◆ Quoted passage
########################################
Minister delivers speech on Maternal and Child Health

Speech delivered by the Hon. Minister of Health and Sanitation on the occasion of the symbolic launching of the Maternal and Child Health (Mami en Pikin Welbodi) week campaign April 24-27, 2015

Fellow Sierra Leoneans

I bring you greetings from His Excellency Dr. Ernest Bai Koroma, President of the Republic of Sierra Leone. It is a great pleasure and honour for me to take part in this symbolic official launch of another Maternal and Child Health Week Campaign (Mami en Pikin Welbodi Week) -the first for almost a year after the suspension of this activity due to the outbreak of the Ebola Virus Disease (EVD).  Photo: Health and Sanitation Minister, Dr. Abu Bakarr Fofanah

The Mami en Pikin Welbodi Week campaign is usually a bi-annual event and it is one of the strategies approved by the World Health Organization (WHO), supported by other child welfare organizations such as the United Nations Children’s Agency -UNICEF, for improving the health and nutritional status of children and women.

During this week more than 1.5m children under the age of five years are expected to receive a comprehensive package of low cost but high impact health and nutritional interventions. These interventions include: immunizations, vitamin A supplements, and deworming tablets which have all been proven to reduce under-five morbidity and mortality from common childhood illnesses such as diarrhea, pneumonia and measles.
########################################
◆ Parts of the exercise
A: According to the minister's speech, why is this Mami en Pikin Welbodi Week the first in almost a year?
B: In the minister's speech, how many children under the age of five are expected to receive the package of interventions during the week?
C: Copy everything in the minister's speech from "The Mami en" down to "children and women.".

(Natural language region descriptions)
########################################
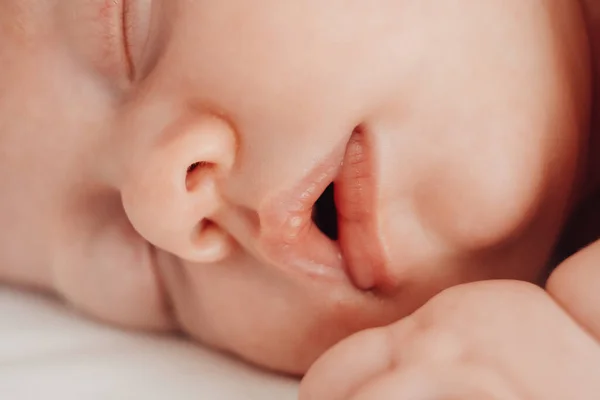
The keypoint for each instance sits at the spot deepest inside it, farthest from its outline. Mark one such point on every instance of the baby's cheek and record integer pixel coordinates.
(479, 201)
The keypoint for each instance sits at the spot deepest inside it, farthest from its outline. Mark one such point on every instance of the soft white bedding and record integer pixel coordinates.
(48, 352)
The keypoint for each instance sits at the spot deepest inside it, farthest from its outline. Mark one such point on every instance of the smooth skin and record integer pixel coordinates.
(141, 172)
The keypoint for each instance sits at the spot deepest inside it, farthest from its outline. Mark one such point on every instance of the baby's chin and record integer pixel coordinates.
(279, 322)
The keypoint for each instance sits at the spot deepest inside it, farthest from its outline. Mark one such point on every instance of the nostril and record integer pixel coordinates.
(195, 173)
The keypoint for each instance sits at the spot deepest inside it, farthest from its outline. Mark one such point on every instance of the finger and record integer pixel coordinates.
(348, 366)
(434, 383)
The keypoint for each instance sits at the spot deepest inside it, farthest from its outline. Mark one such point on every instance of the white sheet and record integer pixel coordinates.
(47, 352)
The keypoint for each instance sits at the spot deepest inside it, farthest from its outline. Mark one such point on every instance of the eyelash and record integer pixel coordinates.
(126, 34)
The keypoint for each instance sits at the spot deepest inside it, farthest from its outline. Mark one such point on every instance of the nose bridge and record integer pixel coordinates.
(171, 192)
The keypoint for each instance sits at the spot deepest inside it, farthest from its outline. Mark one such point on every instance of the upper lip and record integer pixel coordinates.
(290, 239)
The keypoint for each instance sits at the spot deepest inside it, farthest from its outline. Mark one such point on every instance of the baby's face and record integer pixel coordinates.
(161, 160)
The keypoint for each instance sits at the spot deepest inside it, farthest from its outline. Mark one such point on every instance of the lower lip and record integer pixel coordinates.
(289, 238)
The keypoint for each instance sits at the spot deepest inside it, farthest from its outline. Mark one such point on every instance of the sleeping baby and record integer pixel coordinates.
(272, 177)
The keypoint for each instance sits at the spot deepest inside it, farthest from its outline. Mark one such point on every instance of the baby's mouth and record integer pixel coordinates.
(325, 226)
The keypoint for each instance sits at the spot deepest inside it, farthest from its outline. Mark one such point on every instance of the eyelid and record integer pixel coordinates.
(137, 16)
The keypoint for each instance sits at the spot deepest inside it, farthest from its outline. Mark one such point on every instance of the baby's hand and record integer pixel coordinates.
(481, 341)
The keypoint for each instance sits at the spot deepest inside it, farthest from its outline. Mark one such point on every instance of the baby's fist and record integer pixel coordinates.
########################################
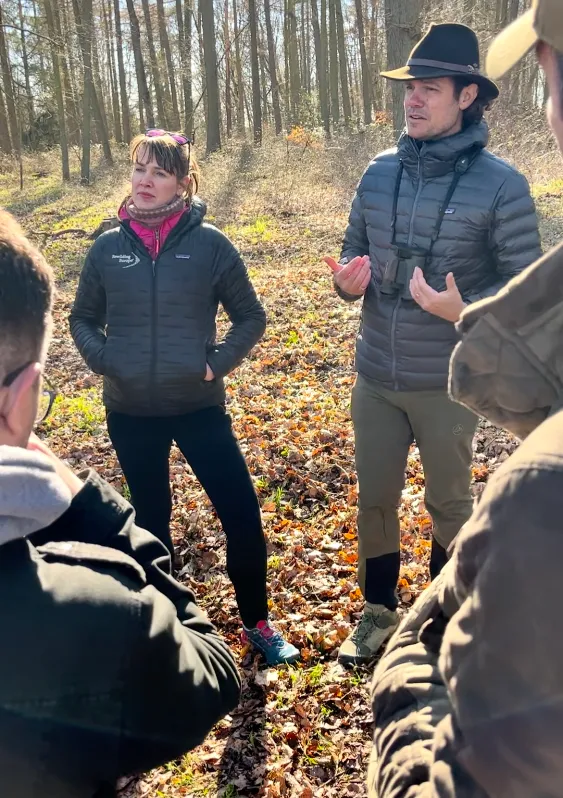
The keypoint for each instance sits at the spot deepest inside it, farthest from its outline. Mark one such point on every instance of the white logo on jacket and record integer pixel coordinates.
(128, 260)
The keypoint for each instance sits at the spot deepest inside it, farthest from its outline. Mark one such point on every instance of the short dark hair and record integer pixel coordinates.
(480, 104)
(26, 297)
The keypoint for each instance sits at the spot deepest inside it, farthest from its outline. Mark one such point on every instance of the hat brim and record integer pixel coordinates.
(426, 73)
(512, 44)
########################################
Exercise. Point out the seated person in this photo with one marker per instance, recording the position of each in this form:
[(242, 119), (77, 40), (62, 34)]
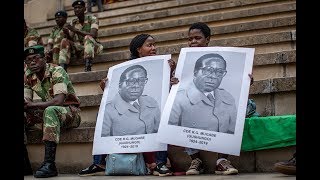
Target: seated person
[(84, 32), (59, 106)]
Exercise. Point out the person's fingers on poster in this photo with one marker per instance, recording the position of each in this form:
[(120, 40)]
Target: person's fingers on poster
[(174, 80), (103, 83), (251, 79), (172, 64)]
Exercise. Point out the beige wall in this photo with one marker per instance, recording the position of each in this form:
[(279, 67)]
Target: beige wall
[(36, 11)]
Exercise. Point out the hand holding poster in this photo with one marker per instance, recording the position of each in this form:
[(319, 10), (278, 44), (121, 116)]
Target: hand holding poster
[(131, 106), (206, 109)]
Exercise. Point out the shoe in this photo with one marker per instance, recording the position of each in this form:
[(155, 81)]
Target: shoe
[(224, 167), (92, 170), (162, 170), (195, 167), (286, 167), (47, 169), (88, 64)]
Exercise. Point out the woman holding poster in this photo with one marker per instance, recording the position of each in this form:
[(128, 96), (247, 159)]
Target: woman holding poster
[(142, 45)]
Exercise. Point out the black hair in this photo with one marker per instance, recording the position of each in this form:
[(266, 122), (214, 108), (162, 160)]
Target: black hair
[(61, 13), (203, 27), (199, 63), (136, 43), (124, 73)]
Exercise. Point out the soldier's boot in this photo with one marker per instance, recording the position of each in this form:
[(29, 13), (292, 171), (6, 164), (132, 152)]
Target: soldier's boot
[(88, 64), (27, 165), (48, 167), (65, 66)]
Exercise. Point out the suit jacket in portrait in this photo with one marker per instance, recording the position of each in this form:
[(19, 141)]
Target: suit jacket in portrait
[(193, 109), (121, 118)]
########################################
◆ Responses for each task
A: The campaign had been suspended because of the outbreak of the Ebola Virus Disease (EVD), so this launch is the first one in almost a year.

B: More than 1.5 million children under five.

C:
The Mami en Pikin Welbodi Week campaign is usually a bi-annual event and it is one of the strategies approved by the World Health Organization (WHO), supported by other child welfare organizations such as the United Nations Children’s Agency -UNICEF, for improving the health and nutritional status of children and women.